(Beginning of Data to use)

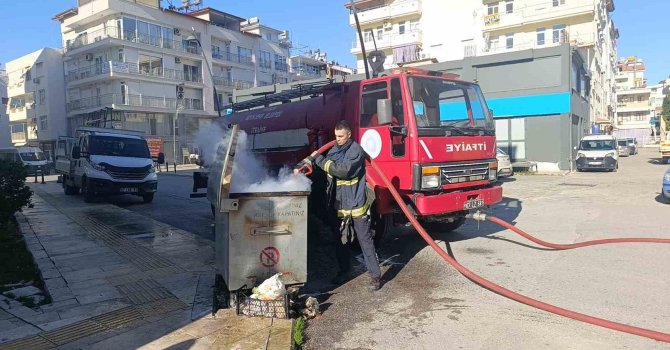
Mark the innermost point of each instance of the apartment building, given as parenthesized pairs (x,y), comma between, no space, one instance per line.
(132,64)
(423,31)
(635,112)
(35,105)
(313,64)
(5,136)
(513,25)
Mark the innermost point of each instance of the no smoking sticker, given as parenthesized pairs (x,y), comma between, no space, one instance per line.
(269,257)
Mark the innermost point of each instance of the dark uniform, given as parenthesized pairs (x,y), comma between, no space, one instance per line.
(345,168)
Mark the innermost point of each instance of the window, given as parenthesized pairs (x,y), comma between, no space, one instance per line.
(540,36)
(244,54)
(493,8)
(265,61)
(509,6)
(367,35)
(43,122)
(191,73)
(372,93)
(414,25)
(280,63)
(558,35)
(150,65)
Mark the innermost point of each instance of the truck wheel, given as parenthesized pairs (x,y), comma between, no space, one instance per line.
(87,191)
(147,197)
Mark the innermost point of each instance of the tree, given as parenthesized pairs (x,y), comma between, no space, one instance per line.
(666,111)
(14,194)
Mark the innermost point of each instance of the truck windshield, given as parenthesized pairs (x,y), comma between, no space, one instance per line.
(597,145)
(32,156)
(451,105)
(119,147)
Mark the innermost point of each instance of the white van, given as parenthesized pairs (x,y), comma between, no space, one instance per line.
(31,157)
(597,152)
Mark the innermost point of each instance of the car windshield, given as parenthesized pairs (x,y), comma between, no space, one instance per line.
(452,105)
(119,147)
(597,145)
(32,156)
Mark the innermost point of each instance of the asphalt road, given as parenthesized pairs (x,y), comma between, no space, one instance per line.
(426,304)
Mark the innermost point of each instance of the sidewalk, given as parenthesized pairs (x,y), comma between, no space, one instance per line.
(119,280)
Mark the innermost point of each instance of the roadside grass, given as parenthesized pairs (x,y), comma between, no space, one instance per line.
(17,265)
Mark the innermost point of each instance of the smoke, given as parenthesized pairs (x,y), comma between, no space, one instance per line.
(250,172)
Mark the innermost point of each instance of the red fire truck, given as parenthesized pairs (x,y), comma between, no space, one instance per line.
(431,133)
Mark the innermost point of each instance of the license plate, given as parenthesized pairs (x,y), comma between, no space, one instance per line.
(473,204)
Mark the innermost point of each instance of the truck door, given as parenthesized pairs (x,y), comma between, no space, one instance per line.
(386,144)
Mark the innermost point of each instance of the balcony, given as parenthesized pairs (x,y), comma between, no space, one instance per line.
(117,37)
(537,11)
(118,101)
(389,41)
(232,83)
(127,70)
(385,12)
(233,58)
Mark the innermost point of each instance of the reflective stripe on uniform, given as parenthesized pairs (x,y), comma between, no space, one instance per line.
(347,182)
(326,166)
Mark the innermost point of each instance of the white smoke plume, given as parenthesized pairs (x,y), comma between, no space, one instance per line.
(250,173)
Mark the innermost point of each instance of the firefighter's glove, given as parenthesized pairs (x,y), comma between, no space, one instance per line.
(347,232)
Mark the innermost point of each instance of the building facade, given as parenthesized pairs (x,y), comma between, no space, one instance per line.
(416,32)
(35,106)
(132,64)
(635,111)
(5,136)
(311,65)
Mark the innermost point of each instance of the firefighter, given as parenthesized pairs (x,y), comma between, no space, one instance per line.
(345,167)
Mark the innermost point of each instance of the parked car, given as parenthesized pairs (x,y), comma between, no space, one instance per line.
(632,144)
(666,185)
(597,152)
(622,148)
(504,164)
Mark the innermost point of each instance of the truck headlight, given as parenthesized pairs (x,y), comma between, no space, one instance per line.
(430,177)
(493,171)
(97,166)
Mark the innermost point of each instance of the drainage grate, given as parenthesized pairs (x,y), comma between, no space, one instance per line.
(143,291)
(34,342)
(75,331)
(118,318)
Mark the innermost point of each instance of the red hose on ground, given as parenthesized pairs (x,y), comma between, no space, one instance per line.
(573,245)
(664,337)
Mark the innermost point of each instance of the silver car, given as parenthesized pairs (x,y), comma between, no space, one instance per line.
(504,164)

(End of Data to use)

Restate the records above in full and word for word, but do not carry over any pictures.

• **Answer below**
Mark the innermost point of each instance of the apartment building, given as parenthesized pairs (x,y), comma between, no space, one instance per line.
(132,64)
(423,31)
(635,112)
(35,105)
(313,64)
(5,136)
(513,25)
Mark the innermost point of each instance of the no smoking sticker, given as parenthesized pairs (x,y), comma between, no space, one instance per line.
(269,257)
Mark the innermost point of each instance of the dark uniform, given as parenthesized pairs (x,y), comma between, no space, one instance per line.
(345,168)
Mark the innermost point of each instance of the window, given as parenthesized pairs (x,y), comma between, no space, one instance per line.
(540,36)
(244,54)
(493,8)
(265,61)
(509,6)
(367,35)
(43,122)
(191,73)
(372,93)
(414,25)
(280,63)
(558,35)
(150,65)
Mark the innermost point of each instance of the truck wheel, given as parenthesized pairs (x,y), comma between, no space, one instance per line.
(87,191)
(147,197)
Mark the innermost point of each instance of the tree, given as parenthesized pairs (x,y), comma between, no space, one instance per line.
(666,111)
(14,194)
Mark the innermost point of each instance of the truck windshield, given as parenthesized pairs (x,y), comma between, no space, one instance per line.
(597,145)
(32,156)
(451,105)
(119,147)
Mark the innermost point of each instance of the white van, given as parenthesized pairs (x,y), comma between, no space, one instance per line.
(31,157)
(597,152)
Mark the innermost point of each instance of the car windshield, given as parenthesized pairs (x,y), comma between, no space, one instance per line.
(452,105)
(119,147)
(597,145)
(32,156)
Mark the innermost point of each instance of the asphalt road, given as parenthesized pairs (x,y), comma between, no space, one instance per line.
(426,304)
Mark the innermost point of each instance of the sidewalk, given as parenthesized pairs (x,y), comma between, no space, one instance per line.
(119,280)
Mark the innermost point of each instance of the roadside grass, given as parenthesized pairs (x,y), comma between, no space, one instance per line.
(17,265)
Mark the innermost point of each instance of the smoke, given as parenthesized pairs (x,y), comma between, no space, one instance per line.
(250,172)
Mark the innermost point of each instance of the red fire truck, given as parenthesized pairs (x,y), comma between, no space, one instance per line.
(431,133)
Mark the innermost point of each instance of the license plate, given as parenthesized pairs (x,y), comma between, no space, one instance per line.
(473,204)
Mark the innermost point of each instance of the truck door, given as parenthesized pairs (x,y), comma between, no space, one instance per line.
(386,144)
Mark the innermost point of each instance of the balcony, given as parenthesized pairs (x,y), comma between, no space, one instance per line.
(117,37)
(537,11)
(118,101)
(389,41)
(232,83)
(127,70)
(385,12)
(233,58)
Mark the innermost point of each instance of the reflective stripe on uniform, given as parenthesized pairs (x,y), comma between, no space, one instance per line.
(347,182)
(326,166)
Mark the innermost point of each instance of the white smoke plume, given as parenthesized pairs (x,y), comma between, no space, one instance per line.
(250,173)
Mark the innermost point of each instance of the firefighter's glove, given as parenthesized pairs (x,y), comma between, no space, one instance per line.
(347,232)
Mark the innermost point of each instance of the building facade, given as parenthesized pairs (x,y), comma between, no space, one instance per line.
(416,32)
(35,106)
(132,64)
(635,111)
(5,136)
(311,65)
Mark the innermost point of each instance of the firefighter, given as parenthesized pairs (x,y), comma between, no space, one instance per line.
(345,167)
Mark the innermost point of each instance of the parked car, given as parenthesized pairs (x,y), comma between, no space, one instance per line.
(632,144)
(666,185)
(597,152)
(622,148)
(504,164)
Mark the innermost point of each instance of the truck headlight, given as parenthesized pairs (x,y), comma between, no space, one instance per line.
(430,177)
(493,171)
(97,166)
Mark the innermost point of each instance of the drainage grate, given as parenthesized pairs (x,y), comma between, no space, one instance per line.
(143,291)
(34,342)
(75,331)
(118,318)
Mark the innermost point of each instance of the red hose on ground, given as parenthesized pairs (x,y), comma between, no space, one instance per line.
(573,245)
(664,337)
Mark the innermost point of each instance of the silver car, given as parenthesized pairs (x,y), comma between, no space, one instance per line.
(504,164)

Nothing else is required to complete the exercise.